### Document
[Start]

Note that there are few exceptions to the electronic filing. Certain non-ERISA forms such as Form SSA (Annual Registration Statements for Deferred Vested Participants) and Schedule E (for ESOPS) are only filed via a paper form. In addition, filers of Form 5500 for a 2008 plan year (plan years beginning in 2008) can still use paper, at least until October 15, 2010. These 2008 plans can still file using EFAST1, but only through June 30, 2010. And finally, filers of Form 5500-EZ can choose to file via paper or electronically using EFAST2. Note that the EFAST2 filing of the Form EZ then makes that information subject to public disclosure. For other filings EFAST2 is now your only option.
Corrective filings under DFVC as well as amended and delinquent filings are all filed via EFAST2. For amended filings for 2009 and later plan years, you would start with the original filing, make corrections on that form and then you refile the form, all within the EFAST2 system. Only filers of Form EZ can file an amended form via paper, that is unless the original filing was electronic under EFAST2, then those amended forms must also be filed under EFAST2.
There are basically two software options under EFAST2 options. You can use the DOL’s internet option, called IFILE, or software from a third-party vendor. IFILE has limitations and is really only intended for small-volume filers such as a plan sponsor who prepares its own Form 5500. IFILE also does not provide instructions on completing the form, nor does it permit batch processing of several forms. Those are among the key features being touted with most third-party options.
The DOL is doing a good job of keeping plan sponsors and service providers up to date on the new filing process. It has posted FAQs about EFAST2 on its Web site. The Department is updating on a regular basis in response to inquiries from the public.
For those of you following this process, here is something you might have missed. While you must file electronically, you are still required to maintain a fully executed and signed copy of the form with all schedules, and attachments. The DOL holds that these are part of the plan’s records. Copies of that form would be available to participants, beneficiaries, and the DOL upon request. Apparently you may maintain this copy in an electronic format (e.g., a PDF format) as long as all signatures are visible.
Special rules apply to the “wet” signature of the plan’s actuary on Schedule SB or MB and the plan’s auditor on the audit report. The actuary and auditor provide the completed and signed documents that are submitted electronically with the rest of the filing.
There seems to be consensus that the greatest problem with navigating the EFAST2 process will be credentialing those involved and then getting the plan sponsor to apply those credentials at the time of the actual filing. In the past, the plan sponsor and plan administrator merely signed the form that was sent to them by their accountant or TPA and dropped the form into the mail. With EFAST2, the plan administrator, the plan sponsor, the transmitter and certain other parties associated with the creation of the form must first register using the EFAST2 website (www.efast.dol.gov). Incidentally, if you registered to use EFAST1, your credentials are no good on EFAST2, and you will need to register again.
There are five user types under EFAST2. You can register for all that apply to you if you will be performing multiple functions. The user types are as follows:
Filing Author: Filing authors can complete Form 5500/5500-SF and the accompanying schedules, submit the filing, and check on the status of the filing. Filing Authors cannot sign filings unless they are also the plan administrator and have the “filing signer” role.

[End]

### Supplied entries

[Start]

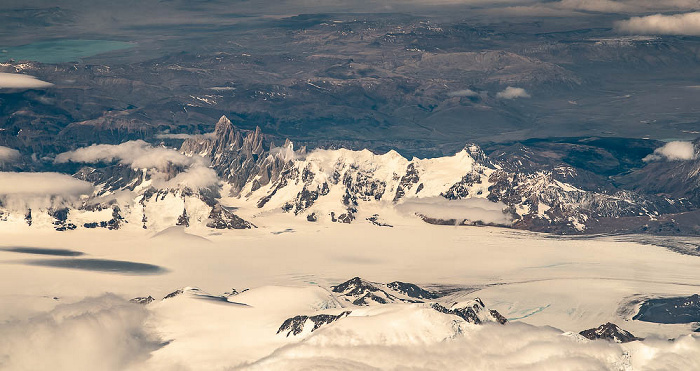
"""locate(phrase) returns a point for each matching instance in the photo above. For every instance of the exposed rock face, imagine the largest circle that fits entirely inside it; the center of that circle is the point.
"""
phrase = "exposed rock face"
(407, 181)
(374, 219)
(142, 300)
(472, 311)
(222, 217)
(670, 310)
(361, 292)
(609, 331)
(61, 219)
(241, 157)
(412, 290)
(672, 179)
(340, 184)
(174, 294)
(296, 325)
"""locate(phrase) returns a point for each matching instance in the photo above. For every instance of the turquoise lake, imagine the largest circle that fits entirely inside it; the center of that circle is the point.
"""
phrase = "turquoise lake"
(58, 51)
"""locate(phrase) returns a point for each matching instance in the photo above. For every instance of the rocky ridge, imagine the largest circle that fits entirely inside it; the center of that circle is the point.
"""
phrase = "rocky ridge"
(347, 186)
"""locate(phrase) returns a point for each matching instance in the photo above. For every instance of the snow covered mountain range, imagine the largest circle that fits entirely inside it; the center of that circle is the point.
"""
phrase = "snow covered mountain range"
(232, 179)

[End]

### Set of tasks
(a) Please say whether each statement agrees with the EFAST2 passage, answering yes or no and quoting the words of the passage that decide it: (i) Schedule E for ESOPs is filed only on paper; (ii) IFILE allows batch processing of several forms; (iii) credentials registered for EFAST1 can be used on EFAST2.
(b) Carry on the EFAST2 passage from the point where it stops.
The rows aren't needed here.

### Expected outputs
(a)
(i) Yes: "Schedule E (for ESOPS) are only filed via a paper form."
(ii) No: "nor does it permit batch processing of several forms."
(iii) No: "if you registered to use EFAST1, your credentials are no good on EFAST2, and you will need to register again."

(b)
Filing Signer: Filing signers are the individuals who will sign Form 5500. The signer’s signature indicates that to the best of the signer's knowledge and belief the filing is true, correct, and complete. Signers include Plan Administrators and Plan Sponsors. No other filing-related work may be done by the filing signer if they have only registered under this user type. In the great scheme of things, the plan administrator remains legally responsible for the timeliness of the submission of the form.
Schedule Author: Schedule authors can complete one or more of the schedules that accompany the form. Schedules created by a schedule author are not associated with a filing until the schedule is exported to the filing author who will include the schedule in the correct filing. Schedule authors cannot initiate, sign, or submit a filing.
Transmitter: Transmitters are the parties who transmit the completed filings to the EFAST2 system for processing on behalf of others. Transmitters are responsible for the security of all filing information prior to and during its transmission. A transmitter can be a company, trade, business, or individual.
Third-Party Software Developer: These are the organizations that create the software that is approved to comply with the requirements of the EFAST2 system. A Third-Party Software Developer can be a company, trade, business, or individual.
Obtaining these credentials must be by the individual and cannot be obtained by the service provider or the accountant. The DOL states that “…your client may come to your office, use a personal computer at home, or go to a public library or copying center with a computer, and register for credentials using free email accounts or an email account provided by your company (e.g., tpafirm.com)… PINs must be protected and not shared…”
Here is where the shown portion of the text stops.